SHORT EXERCISE 1. Recast the records as a numbered list, running from the start of the records up to and including the line with "x=535 y=303". Leave out blank lines and the pictures.

Skip the attorney fee on your Nevada deed —
and know exactly who prepared it.
A Las Vegas firm publishes $542 for a first deed. Ours is a flat $225 to prepare the deed and the Declaration of Value, with notarization and e-recording published as separate lines. Nevada requires the preparer’s name on the paperwork — most sites never tell you whose it will be. Here is ours, before you pay.
Can someone who is not an attorney prepare a deed in Nevada?
Yes. In Nevada, a document preparation service registered with the Nevada Secretary of State may prepare and file deeds, trusts, and court forms at a client’s direction. A registrant may not give legal advice, may not choose the document for you, and may not represent you — but preparing the paperwork you have decided to use is exactly what the registration authorizes.
TruPoint is that registered service. One Nevada document preparer, Quinnie Do, drafts every document herself from an office in Las Vegas, explains it in English or Vietnamese before you sign, and records it with the county. Preparing the deed and the Declaration of Value is a flat $225. Notarization, e-recording and the county’s own fee are separate lines, all published below. The Real Property Transfer Tax, where it applies, is a government charge and never ours.
A Registered Document Preparer, not a form website.
Quinnie started TruPoint because she kept meeting the same person: a homeowner holding a blank deed form off the internet, unsure the county would take it, and unwilling to pay several hundred dollars an hour to find out.
She was born speaking Vietnamese and grew up translating paperwork for her family — which is where the habit came from of explaining a document until the person across the table actually understands it. She has never outgrown it. Every deed TruPoint prepares is walked through line by line, in English or Vietnamese, by the person who prepared it, before anyone signs.

Data listing
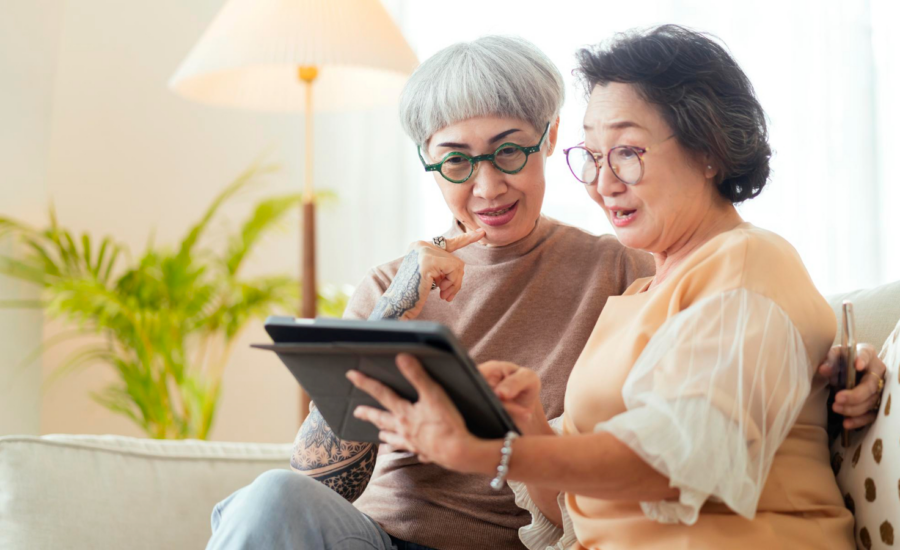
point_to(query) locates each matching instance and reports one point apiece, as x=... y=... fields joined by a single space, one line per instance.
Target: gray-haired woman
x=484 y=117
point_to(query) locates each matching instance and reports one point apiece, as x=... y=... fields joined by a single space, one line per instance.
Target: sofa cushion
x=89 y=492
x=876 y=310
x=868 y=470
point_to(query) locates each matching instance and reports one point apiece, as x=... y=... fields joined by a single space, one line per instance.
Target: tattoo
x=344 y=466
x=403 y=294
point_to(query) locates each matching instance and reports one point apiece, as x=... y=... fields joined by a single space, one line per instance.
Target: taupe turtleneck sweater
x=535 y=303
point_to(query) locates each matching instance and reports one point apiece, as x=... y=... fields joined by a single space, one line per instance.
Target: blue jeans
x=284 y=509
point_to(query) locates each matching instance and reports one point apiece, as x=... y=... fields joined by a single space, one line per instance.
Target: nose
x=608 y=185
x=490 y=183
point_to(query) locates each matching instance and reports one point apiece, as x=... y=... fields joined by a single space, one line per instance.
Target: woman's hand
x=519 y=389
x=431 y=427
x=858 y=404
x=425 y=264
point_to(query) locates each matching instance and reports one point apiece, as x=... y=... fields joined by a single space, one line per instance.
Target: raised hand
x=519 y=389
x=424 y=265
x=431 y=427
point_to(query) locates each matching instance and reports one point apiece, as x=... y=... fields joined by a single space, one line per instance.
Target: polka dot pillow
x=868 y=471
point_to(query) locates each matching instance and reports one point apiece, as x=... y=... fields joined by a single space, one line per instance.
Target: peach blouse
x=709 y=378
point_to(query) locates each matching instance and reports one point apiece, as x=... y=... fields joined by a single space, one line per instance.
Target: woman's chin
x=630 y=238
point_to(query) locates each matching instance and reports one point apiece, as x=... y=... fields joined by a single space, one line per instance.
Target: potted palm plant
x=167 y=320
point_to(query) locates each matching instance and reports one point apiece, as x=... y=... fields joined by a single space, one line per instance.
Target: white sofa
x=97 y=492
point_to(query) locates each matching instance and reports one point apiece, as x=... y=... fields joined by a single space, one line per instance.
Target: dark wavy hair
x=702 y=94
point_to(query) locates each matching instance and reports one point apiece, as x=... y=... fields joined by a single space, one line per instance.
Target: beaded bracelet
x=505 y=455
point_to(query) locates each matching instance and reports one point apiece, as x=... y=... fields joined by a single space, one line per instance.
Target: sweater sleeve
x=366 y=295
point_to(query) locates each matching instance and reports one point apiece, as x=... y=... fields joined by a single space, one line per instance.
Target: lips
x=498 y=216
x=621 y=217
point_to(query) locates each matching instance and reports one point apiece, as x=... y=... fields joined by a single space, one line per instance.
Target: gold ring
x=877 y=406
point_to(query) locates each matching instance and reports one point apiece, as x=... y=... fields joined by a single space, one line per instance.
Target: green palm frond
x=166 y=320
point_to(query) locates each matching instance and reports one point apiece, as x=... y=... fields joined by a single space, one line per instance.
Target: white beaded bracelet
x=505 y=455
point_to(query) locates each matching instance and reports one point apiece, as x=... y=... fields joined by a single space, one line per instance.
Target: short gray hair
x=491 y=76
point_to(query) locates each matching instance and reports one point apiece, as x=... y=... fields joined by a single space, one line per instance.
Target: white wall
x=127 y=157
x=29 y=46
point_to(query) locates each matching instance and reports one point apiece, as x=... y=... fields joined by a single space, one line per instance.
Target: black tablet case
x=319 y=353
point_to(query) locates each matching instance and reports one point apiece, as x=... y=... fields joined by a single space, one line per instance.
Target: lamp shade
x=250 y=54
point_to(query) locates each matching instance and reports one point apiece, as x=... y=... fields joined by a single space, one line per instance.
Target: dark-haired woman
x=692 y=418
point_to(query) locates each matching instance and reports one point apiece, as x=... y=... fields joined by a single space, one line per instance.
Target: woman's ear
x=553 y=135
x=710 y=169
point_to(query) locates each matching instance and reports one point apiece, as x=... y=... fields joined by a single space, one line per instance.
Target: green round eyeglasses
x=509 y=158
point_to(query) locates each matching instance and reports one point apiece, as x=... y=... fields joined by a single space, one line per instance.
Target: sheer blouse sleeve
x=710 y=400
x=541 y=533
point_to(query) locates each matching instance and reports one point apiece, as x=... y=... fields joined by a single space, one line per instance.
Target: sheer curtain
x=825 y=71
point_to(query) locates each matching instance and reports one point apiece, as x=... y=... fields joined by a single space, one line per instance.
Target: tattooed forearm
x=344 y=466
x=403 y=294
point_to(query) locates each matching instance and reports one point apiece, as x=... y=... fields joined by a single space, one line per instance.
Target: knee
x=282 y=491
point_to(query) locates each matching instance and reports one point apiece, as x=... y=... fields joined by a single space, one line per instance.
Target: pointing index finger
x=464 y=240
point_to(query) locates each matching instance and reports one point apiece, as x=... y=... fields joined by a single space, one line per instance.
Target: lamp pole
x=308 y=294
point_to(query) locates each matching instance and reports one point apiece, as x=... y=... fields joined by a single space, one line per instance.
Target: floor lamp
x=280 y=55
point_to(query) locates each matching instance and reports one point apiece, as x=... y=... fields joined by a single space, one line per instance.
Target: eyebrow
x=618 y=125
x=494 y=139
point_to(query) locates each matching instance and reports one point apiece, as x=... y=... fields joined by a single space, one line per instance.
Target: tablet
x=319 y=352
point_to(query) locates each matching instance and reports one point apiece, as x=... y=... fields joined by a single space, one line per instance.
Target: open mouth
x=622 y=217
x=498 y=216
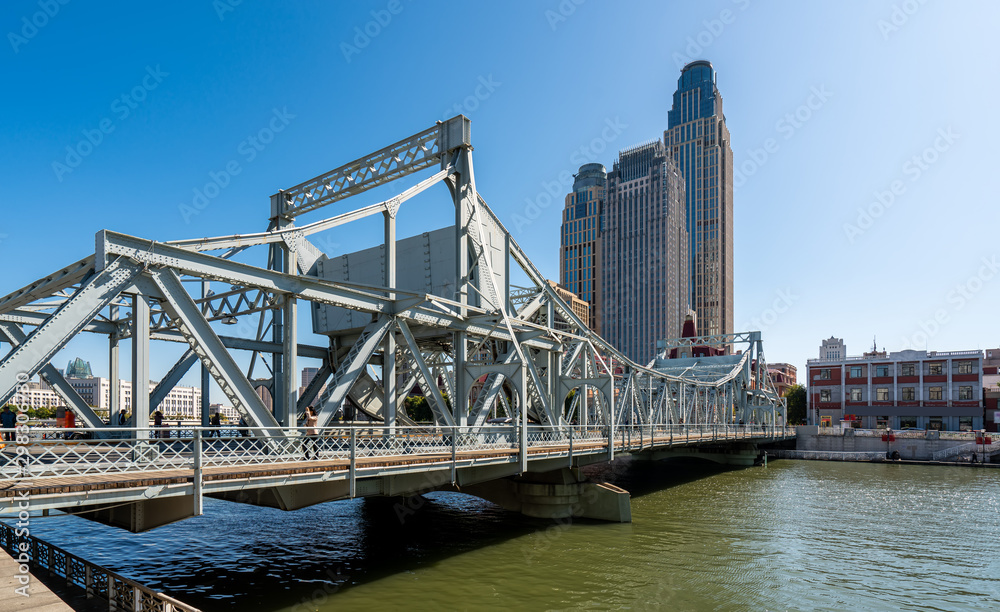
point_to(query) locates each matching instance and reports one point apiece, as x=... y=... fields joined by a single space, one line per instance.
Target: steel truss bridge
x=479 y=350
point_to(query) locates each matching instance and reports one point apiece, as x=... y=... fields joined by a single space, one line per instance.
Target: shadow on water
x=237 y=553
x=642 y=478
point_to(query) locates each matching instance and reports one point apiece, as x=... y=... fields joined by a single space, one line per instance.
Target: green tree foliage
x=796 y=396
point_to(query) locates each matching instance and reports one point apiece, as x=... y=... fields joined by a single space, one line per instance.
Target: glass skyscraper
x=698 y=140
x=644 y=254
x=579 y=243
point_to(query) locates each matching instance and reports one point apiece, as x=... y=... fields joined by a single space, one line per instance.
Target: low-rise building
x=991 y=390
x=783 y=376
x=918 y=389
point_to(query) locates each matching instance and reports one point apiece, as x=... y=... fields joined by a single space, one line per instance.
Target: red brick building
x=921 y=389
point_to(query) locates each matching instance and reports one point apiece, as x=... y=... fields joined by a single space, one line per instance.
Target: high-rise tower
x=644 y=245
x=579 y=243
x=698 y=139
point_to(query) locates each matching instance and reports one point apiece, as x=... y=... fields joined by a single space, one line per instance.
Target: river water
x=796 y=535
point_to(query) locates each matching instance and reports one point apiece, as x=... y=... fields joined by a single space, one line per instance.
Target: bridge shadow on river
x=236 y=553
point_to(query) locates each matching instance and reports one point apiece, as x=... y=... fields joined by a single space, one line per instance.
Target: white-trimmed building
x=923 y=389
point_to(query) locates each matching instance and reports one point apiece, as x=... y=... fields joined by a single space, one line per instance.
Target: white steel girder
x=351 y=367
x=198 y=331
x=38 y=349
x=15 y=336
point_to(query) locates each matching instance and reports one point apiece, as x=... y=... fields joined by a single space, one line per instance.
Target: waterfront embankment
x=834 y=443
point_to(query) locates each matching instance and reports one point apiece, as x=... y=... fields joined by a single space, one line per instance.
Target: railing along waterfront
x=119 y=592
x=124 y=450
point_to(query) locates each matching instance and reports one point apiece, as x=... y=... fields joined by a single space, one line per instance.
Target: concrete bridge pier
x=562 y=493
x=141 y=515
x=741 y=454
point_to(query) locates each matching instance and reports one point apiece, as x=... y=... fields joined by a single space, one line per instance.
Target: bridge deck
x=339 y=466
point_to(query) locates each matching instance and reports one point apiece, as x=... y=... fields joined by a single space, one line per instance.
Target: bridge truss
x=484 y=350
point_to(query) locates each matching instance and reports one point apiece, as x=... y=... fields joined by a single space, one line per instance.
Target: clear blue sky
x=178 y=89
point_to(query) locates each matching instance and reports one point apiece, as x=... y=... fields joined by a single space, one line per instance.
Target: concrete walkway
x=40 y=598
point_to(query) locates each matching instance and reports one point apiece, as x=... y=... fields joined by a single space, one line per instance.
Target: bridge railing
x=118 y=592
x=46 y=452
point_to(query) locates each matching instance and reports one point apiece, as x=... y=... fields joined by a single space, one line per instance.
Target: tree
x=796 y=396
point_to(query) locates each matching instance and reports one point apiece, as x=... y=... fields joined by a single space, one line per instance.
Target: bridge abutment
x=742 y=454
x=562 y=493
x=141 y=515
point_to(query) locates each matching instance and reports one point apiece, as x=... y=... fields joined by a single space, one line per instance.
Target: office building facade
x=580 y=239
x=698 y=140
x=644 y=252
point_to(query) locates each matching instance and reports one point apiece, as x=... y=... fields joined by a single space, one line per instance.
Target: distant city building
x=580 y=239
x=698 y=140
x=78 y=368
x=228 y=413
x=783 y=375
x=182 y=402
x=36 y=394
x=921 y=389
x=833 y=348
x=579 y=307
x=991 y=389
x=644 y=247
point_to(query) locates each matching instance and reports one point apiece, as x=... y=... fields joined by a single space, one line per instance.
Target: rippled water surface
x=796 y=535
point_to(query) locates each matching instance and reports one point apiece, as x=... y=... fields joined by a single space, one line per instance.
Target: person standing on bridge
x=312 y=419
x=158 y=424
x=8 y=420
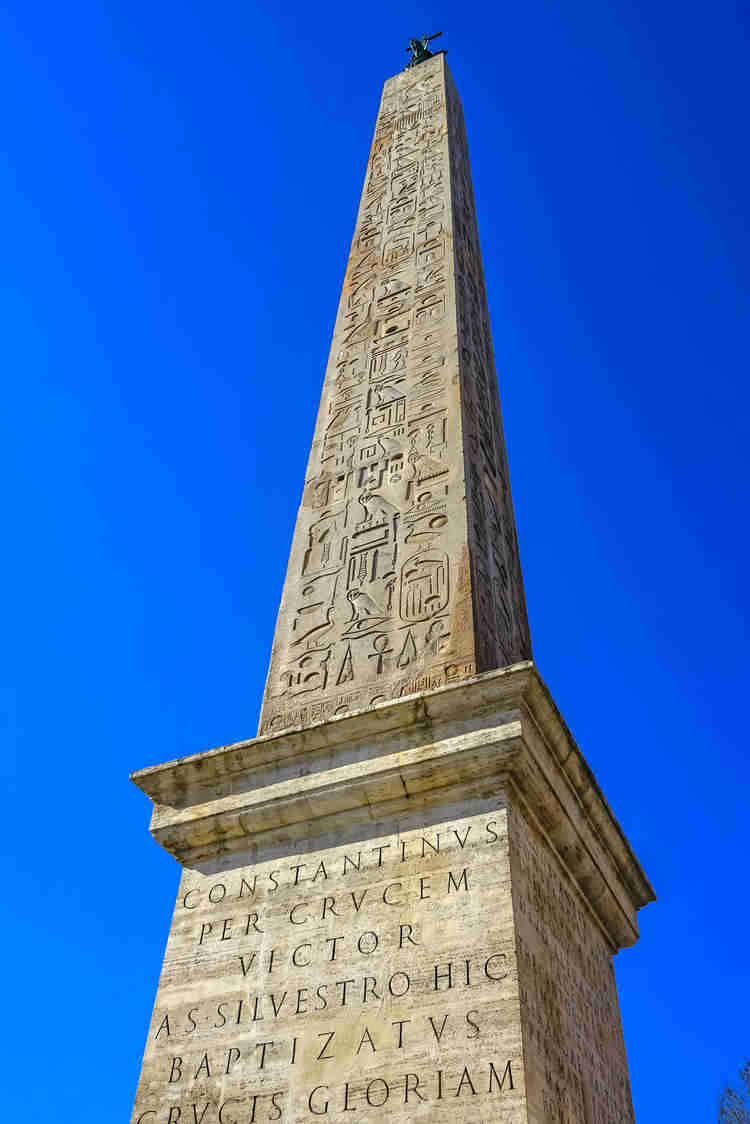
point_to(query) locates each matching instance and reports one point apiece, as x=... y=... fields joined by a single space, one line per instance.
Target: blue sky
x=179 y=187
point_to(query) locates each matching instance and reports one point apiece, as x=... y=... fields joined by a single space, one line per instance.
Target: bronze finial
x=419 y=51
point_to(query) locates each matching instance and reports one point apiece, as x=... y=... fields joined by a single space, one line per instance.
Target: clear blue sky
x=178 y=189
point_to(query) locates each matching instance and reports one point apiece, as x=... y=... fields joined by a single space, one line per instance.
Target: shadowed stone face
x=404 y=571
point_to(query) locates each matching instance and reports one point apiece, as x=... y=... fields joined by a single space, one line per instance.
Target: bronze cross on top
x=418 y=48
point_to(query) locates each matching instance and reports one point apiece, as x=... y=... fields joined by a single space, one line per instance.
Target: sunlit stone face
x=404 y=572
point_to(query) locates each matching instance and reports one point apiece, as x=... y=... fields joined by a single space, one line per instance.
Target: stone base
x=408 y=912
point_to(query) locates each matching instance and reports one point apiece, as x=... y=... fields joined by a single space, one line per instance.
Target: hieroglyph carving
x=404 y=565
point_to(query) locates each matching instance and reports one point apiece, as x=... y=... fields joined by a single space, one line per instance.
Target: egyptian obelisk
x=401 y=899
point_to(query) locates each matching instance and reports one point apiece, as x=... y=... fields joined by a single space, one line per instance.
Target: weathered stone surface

SHORT EXERCISE 2. Continue the page about TruPoint's Nevada deed preparation service from the point where it stops.

FINAL RESULT 1.
1. point_to(query) locates each matching instance and reports one point apiece, as x=... y=... fields joined by a single space, one line per instance.
2. Target: gray-haired woman
3. x=484 y=117
4. point_to(query) locates each matching instance and reports one point apiece, as x=... y=... fields joined by a single space, one line per instance.
5. Target: sofa cushion
6. x=89 y=492
7. x=876 y=310
8. x=868 y=470
9. point_to(query) locates each matching instance and reports one point apiece, as x=... y=... fields joined by a single space, one line per instance.
10. Target: tattoo
11. x=344 y=466
12. x=403 y=294
13. point_to(query) locates each matching instance and reports one point apiece, as x=... y=... fields joined by a single space, one line per instance.
14. Target: taupe turtleneck sweater
15. x=535 y=303

FINAL RESULT 2.
She is a registered document preparer in Nevada, and in California under a separate credential that carries no authority here — her Nevada work is authorized by her Nevada registration alone. She is also a Notary Public, an IRS-registered tax return preparer, and an IRS Certifying Acceptance Agent.
What you can hire us to do — and what we cannot do.
Nevada draws this line in statute. Before you hand anyone the title to your home, know exactly which side of it they stand on. A Nevada document preparer informs. It never advises.
What we do
- Prepare the document you have chosen, and the Declaration of Value that goes with it
- Explain it in English or Vietnamese before you sign
- Handle notarization and record it with the county
- Show you the recording fee and any transfer tax before you commit
- Put our name, address, phone, and registration number on the paperwork
What we are not permitted to do
- Tell you which document you should choose
- Give an opinion about your rights, your options, or your strategy
- Represent you in a courtroom, or negotiate on your behalf
- Promise how a recorder or a court will treat your filing
- Offer the confidentiality of an attorney–client relationship
- Decide whether a transfer-tax exemption applies to your transfer
Every line, published before you call.
A Las Vegas firm publishes $542 for a first deed, and says plainly on its own site that it is not the most cost-effective place to have a deed written. We agree with them, and we show you the whole bill.
Check us with the state before you pay a dollar.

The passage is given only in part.